_Task data_
= = = = =
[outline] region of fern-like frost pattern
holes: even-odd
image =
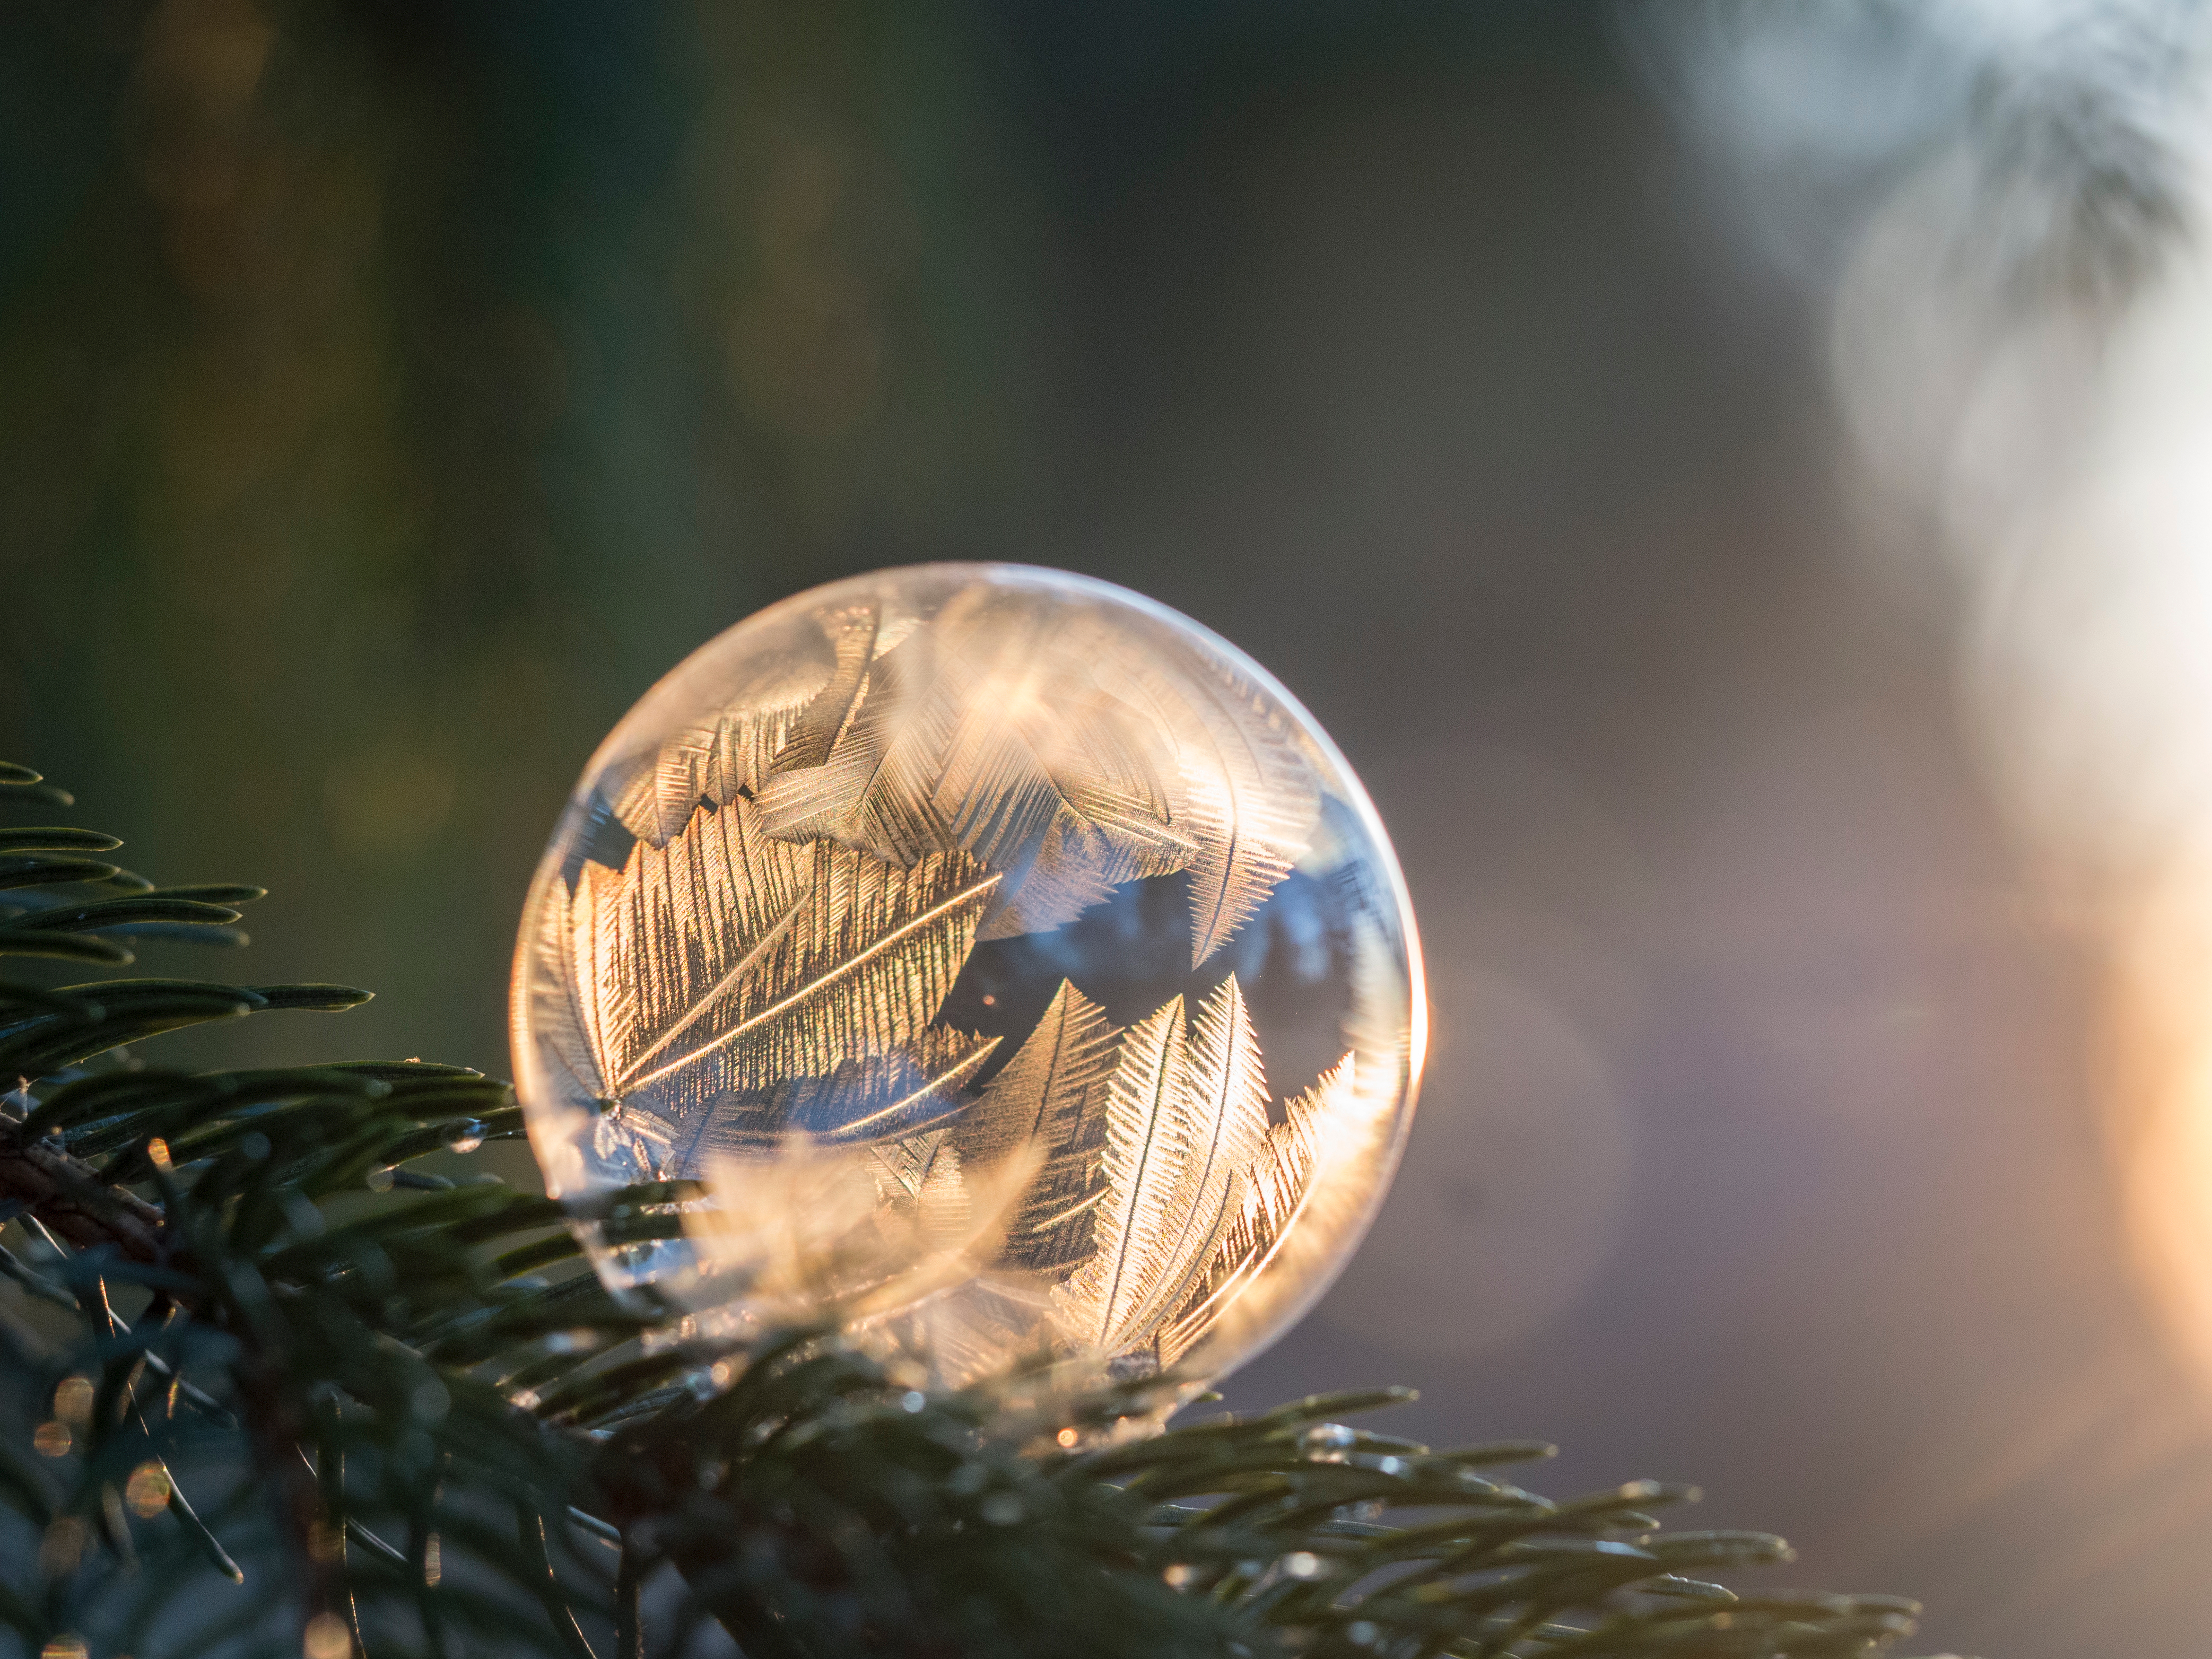
[[[702,806],[621,869],[586,864],[548,906],[563,1052],[599,1098],[671,1122],[895,1059],[951,988],[997,879],[957,853],[902,869],[774,841],[742,798]]]
[[[1097,1004],[1062,980],[1036,1029],[954,1131],[971,1164],[1037,1149],[1041,1167],[1007,1227],[1003,1266],[1055,1273],[1091,1253],[1092,1212],[1106,1195],[1101,1159],[1115,1036]]]
[[[1174,1365],[1340,1255],[1371,1206],[1332,1171],[1387,1166],[1411,1049],[1325,741],[1226,659],[1019,584],[780,625],[607,769],[518,1004],[603,1166],[706,1177],[700,1285],[745,1318],[834,1306],[957,1385],[1041,1348]],[[1348,941],[1353,1052],[1278,1103],[1243,975],[1279,947],[1237,941],[1301,869],[1320,896],[1280,948]],[[980,944],[1164,878],[1183,994],[1117,992],[1116,1024],[1071,973],[1012,1036],[949,1016]]]

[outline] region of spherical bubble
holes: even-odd
[[[600,746],[515,1075],[602,1278],[703,1332],[1218,1376],[1381,1202],[1419,964],[1365,792],[1263,670],[1103,583],[922,566],[738,623]],[[617,1196],[662,1181],[696,1184]]]

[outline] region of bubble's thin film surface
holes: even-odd
[[[1419,981],[1364,792],[1264,671],[1103,583],[921,566],[738,623],[601,745],[516,1075],[601,1276],[702,1328],[1218,1376],[1380,1204]],[[702,1196],[657,1229],[592,1202],[666,1179]]]

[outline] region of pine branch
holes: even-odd
[[[0,805],[33,791],[0,767]],[[88,939],[120,965],[156,925],[234,942],[177,907],[255,896],[118,907],[120,872],[75,850],[106,838],[29,840],[14,954]],[[0,980],[0,1077],[22,1079],[0,1118],[22,1234],[0,1255],[0,1534],[24,1545],[0,1548],[0,1626],[27,1650],[643,1659],[713,1619],[756,1659],[1828,1659],[1911,1627],[1886,1598],[1732,1596],[1708,1575],[1786,1551],[1661,1532],[1645,1511],[1678,1490],[1553,1503],[1491,1472],[1540,1448],[1334,1420],[1397,1391],[1152,1433],[1172,1377],[931,1395],[829,1326],[687,1335],[602,1287],[560,1206],[416,1167],[519,1136],[502,1083],[118,1053],[364,996]],[[696,1192],[634,1188],[588,1219],[671,1237]],[[643,1590],[668,1570],[656,1628]]]

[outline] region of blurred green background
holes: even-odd
[[[963,20],[0,15],[0,730],[255,871],[260,971],[385,988],[349,1040],[499,1063],[556,805],[692,646],[1042,527],[1042,209]]]
[[[258,1054],[503,1072],[531,868],[695,646],[922,559],[1141,588],[1337,736],[1432,973],[1383,1219],[1232,1398],[1698,1479],[1931,1650],[2194,1656],[2212,1426],[2083,952],[1941,584],[1856,556],[1818,304],[1622,40],[0,0],[0,754],[270,887],[217,971],[378,992]]]

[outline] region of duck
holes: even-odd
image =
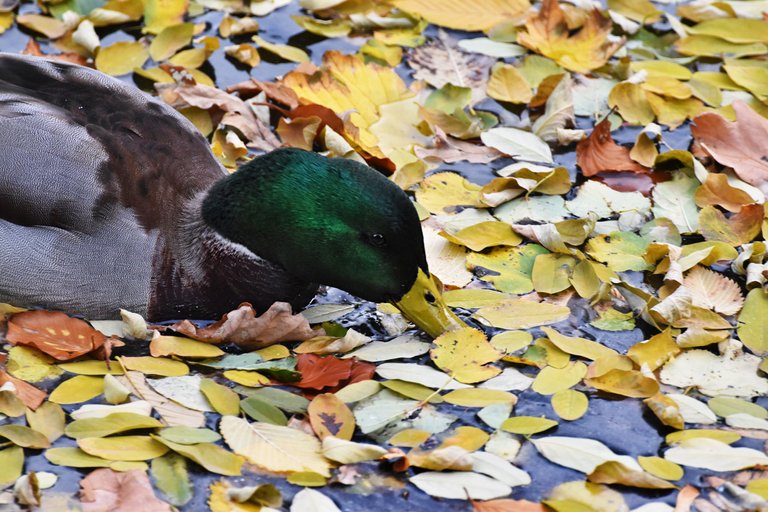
= = = = =
_Requirement_
Within the material above, output exactly the lines from the one with "[outline] region of bubble's" through the one with "[outline] region of pine branch", end lines included, and nothing besides.

_Your response_
[outline] region of bubble's thin film surface
holes: even-odd
[[[1419,981],[1364,792],[1264,671],[1103,583],[921,566],[738,623],[601,745],[516,1075],[601,1276],[702,1328],[1218,1376],[1380,1204]],[[702,1196],[657,1229],[592,1202],[666,1179]]]

[outline] region of pine branch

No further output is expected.